### EXCERPT

Re: [Haskell-cafe] Library for Sparse Vectors?

26 Jul 2011


      Thanks for the detailed reply and example!
Using IntMap as a vector seems to be a good idea.
In your example:
1)  I would use:

       dot = dot' * dot'
       dot'  = sum . elems . intersectionWith (*)
       norm = sum . fmap (**2) . elems

 instead of:

        dot  = sum . elems . intersectionWith (*)
        norm = (**0.5) . sum . fmap (**2) . elems

2)  I don't understand the syntax:
cosineSimilarity <$> lookup x space
                 <*> lookup y space

What are <$> and <*>?

Thanks,
Dmitri

On Wed, Jul 27, 2011 at 1:46 AM, Alexander Solla wrote:
...
On Tue, Jul 26, 2011 at 1:30 PM, dokondr  wrote:
...
Hi,
Can't find on hackage any sparse vector library. Does such thing exist?
I need efficient storage and dot product calculation for very sparse
vectors with about 10 out of 40 000 non-zero components.
One solution would be to represent Sparse Vector as Data.Map with
(component_index, component_value) pairs to store non-zero components of the
vector.
I would make a different suggestion:
Store a Set (or maybe an IntMap) of (IntMap scalar)s.
In other words, let each vector be represented by an IntMap whose key
represents the n'th component of the vector, and whose value is the proper
scalar.
...
In this case, for example, calculating cosine similarity (
http://en.wikipedia.org/wiki/Cosine_similarity) for for every pair of 10
000 vectors, would not be very nice and efficient, I am afraid.

### GIVEN DATA
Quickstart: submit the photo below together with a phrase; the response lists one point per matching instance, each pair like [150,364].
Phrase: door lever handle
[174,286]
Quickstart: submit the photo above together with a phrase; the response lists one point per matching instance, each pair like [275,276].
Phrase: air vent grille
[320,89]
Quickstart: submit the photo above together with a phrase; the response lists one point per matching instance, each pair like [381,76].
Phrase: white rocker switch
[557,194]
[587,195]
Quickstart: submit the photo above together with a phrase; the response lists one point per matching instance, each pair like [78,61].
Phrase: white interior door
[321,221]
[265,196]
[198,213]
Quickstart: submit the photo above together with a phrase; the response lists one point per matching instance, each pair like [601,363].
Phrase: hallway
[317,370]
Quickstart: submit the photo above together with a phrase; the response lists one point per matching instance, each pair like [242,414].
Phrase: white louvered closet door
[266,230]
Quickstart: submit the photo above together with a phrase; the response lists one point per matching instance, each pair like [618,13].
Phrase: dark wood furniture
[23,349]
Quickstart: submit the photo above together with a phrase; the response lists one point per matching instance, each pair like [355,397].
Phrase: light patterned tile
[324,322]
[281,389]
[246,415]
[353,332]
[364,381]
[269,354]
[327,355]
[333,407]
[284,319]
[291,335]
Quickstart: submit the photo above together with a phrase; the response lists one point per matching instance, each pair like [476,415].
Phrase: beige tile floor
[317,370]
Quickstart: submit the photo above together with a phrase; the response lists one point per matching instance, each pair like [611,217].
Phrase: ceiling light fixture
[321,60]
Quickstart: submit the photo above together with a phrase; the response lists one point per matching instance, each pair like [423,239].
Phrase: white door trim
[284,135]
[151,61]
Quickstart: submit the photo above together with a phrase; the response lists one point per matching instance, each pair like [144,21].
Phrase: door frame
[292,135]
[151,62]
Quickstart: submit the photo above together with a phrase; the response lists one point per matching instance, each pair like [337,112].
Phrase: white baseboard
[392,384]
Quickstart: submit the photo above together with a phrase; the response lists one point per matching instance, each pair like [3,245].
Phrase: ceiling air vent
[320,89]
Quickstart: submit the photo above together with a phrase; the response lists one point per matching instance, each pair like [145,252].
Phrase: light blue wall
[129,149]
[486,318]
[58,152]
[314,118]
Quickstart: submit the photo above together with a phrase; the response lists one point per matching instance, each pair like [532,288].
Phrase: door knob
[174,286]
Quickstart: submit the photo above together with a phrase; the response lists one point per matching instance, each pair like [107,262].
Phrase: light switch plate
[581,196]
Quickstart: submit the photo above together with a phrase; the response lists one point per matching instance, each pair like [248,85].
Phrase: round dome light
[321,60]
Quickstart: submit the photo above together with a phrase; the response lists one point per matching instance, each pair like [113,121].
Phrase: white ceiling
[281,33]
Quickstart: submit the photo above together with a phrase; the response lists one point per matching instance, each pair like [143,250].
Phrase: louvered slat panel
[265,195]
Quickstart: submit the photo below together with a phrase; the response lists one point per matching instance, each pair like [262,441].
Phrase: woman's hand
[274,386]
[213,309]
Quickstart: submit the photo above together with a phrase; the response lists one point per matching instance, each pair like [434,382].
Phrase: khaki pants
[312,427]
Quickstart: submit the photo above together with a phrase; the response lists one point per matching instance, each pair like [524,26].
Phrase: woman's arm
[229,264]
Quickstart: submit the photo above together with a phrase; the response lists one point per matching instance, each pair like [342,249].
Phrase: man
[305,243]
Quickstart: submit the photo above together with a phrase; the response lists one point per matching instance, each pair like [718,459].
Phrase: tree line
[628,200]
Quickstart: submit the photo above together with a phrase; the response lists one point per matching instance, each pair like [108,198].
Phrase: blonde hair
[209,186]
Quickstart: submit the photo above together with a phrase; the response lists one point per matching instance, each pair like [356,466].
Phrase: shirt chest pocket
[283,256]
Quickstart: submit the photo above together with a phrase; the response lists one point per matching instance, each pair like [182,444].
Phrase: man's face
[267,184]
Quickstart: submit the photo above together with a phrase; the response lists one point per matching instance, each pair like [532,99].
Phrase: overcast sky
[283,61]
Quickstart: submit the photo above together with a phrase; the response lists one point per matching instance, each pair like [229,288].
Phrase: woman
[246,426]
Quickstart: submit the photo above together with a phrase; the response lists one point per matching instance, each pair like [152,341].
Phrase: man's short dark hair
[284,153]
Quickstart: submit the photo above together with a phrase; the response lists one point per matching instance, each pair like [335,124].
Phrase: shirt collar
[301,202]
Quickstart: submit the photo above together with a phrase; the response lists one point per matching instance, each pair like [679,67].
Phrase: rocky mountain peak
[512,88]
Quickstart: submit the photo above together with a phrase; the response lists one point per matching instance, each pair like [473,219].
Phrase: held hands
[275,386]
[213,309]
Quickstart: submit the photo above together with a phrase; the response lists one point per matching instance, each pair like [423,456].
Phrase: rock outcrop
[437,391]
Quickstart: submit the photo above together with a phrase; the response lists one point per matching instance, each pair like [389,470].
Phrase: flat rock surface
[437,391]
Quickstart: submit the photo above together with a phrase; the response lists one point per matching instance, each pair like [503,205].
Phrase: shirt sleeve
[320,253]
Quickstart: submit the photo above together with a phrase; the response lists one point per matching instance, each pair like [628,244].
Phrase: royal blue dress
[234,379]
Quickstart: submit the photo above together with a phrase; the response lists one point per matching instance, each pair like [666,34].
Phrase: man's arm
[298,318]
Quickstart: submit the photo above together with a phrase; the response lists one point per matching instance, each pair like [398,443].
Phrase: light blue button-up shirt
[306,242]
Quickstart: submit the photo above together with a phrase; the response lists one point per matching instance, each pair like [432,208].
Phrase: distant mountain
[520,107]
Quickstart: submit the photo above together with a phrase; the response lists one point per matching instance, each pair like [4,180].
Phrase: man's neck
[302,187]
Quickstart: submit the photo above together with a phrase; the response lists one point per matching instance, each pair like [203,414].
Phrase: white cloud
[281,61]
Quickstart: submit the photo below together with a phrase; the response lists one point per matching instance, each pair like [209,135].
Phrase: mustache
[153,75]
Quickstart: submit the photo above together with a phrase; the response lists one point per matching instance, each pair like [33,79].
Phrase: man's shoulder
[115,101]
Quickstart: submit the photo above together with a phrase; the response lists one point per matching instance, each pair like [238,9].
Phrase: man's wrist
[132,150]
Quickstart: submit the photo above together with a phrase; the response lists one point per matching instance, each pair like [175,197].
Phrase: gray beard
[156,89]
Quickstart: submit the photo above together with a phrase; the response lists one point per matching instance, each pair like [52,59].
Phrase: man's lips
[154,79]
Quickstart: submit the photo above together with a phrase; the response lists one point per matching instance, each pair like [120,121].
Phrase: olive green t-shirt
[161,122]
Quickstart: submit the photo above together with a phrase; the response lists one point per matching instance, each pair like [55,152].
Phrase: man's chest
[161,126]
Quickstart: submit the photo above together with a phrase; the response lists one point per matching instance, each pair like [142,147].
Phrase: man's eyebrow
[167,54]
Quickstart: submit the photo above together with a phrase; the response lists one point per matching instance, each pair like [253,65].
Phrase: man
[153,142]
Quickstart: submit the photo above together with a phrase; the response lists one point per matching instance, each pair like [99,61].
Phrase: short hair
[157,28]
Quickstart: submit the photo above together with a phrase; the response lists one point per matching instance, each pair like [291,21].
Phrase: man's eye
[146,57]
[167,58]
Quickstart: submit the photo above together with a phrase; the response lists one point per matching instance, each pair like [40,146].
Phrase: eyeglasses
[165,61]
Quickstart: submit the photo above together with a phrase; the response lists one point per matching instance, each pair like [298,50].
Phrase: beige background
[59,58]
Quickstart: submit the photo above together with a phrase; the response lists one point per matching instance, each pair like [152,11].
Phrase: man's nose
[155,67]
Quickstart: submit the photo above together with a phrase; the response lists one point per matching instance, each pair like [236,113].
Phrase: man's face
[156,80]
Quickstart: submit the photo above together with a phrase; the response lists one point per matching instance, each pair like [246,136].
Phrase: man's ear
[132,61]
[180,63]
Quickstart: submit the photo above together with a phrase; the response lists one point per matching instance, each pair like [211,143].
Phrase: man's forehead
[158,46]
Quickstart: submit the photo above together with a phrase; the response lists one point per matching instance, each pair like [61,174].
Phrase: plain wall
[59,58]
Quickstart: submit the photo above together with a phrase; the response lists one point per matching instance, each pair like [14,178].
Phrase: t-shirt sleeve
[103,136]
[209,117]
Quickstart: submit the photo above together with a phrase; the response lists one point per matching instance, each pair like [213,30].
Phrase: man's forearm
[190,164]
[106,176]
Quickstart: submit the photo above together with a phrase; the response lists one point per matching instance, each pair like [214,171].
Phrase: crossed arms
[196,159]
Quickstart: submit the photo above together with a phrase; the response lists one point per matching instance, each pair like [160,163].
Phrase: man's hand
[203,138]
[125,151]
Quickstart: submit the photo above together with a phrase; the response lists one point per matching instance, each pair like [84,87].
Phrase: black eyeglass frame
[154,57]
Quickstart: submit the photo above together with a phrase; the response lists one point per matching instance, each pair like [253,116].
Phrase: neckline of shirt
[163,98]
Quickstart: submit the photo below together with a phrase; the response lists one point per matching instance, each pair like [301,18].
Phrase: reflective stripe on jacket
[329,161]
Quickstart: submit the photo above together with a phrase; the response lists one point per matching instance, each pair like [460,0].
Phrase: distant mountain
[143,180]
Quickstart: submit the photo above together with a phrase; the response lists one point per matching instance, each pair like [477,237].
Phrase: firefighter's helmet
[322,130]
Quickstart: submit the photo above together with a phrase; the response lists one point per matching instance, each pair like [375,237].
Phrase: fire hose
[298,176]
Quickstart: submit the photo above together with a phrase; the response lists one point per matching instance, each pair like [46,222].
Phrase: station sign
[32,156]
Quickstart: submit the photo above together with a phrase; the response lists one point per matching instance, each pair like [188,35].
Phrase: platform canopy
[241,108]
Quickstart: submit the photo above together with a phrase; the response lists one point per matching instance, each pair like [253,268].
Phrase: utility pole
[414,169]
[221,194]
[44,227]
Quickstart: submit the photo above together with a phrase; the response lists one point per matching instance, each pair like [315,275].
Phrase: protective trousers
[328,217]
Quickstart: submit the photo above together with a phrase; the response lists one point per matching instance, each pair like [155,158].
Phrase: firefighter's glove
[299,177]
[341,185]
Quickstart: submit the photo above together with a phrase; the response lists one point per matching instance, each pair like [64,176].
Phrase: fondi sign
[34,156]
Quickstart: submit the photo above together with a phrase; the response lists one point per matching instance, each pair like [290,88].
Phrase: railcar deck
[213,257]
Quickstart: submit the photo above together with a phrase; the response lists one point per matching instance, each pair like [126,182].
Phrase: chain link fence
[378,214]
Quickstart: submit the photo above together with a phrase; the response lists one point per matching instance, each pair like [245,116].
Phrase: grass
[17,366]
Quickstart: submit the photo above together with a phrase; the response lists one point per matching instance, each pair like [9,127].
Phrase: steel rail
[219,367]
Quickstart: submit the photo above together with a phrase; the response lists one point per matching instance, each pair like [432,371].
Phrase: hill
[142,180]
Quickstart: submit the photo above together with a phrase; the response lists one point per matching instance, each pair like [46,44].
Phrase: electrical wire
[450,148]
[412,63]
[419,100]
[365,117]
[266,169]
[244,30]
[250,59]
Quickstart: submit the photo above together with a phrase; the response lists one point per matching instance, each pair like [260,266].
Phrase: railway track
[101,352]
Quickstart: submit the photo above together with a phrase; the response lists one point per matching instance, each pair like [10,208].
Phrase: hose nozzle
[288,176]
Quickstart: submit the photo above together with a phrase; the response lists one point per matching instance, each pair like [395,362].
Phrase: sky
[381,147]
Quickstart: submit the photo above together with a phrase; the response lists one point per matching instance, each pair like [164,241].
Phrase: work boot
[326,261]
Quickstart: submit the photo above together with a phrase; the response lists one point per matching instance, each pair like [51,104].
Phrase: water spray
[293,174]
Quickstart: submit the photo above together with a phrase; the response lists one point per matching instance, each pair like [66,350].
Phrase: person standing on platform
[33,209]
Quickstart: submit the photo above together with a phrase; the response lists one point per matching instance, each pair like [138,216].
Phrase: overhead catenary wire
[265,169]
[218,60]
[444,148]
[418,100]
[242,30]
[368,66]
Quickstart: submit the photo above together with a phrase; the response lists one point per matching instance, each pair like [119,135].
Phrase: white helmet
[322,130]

### PROBLEMS TO SOLVE
• A. In the Haskell-cafe thread on sparse vectors, list every named function (not operators or operator sections) used in the two lines that begin with "dot  =" and "norm =" under "instead of:".
• B. Reproduce the Haskell-cafe thread on sparse vectors word for word from "norm = sum ." to "are <$> and <*>?".
• C. Take the Haskell-cafe thread on sparse vectors further, continuing after its last sentence.

### EXPECTED RESULTS
• A. sum, elems, intersectionWith, fmap

• B.
norm = sum . fmap (**2) . elems

 instead of:

        dot  = sum . elems . intersectionWith (*)
        norm = (**0.5) . sum . fmap (**2) . elems

2)  I don't understand the syntax:
cosineSimilarity <$> lookup x space
                 <*> lookup y space

What are <$> and <*>?

• C.
Given two (IntMap Double)s a and b, I would compute the projection of a
along b as
cosineSimilarity :: IntMap Double -> IntMap Double -> Double
cosineSimilarity a b  = (dot a b) / ((norm a) * (norm b)) where
                 dot  = sum . elems . intersectionWith (*)
                 norm = (**0.5) . sum . fmap (**2) . elems
The only part I find tricky is enumerating all 10000^2 pairs
pairs :: Int -> [Int]
pairs dim = do
   x <- [1..dim]
   y <- [1..dim]
   return (x,y)
and computing the projection for each pair:
projections :: Floating scalar => IntMap (IntMap scalar) -> Map (Int, Int)
scalar
projections space = let dimensions = undefined -- find max key in elements
of space?
                        m_projection space x y = cosineSimilarity <$>
lookup x space
                                                                  <*>
lookup y space
                     in fromList . filter (isMaybe . snd)
                                 . fmap (\(x,y) -> ((x,y), m_projection
space x y)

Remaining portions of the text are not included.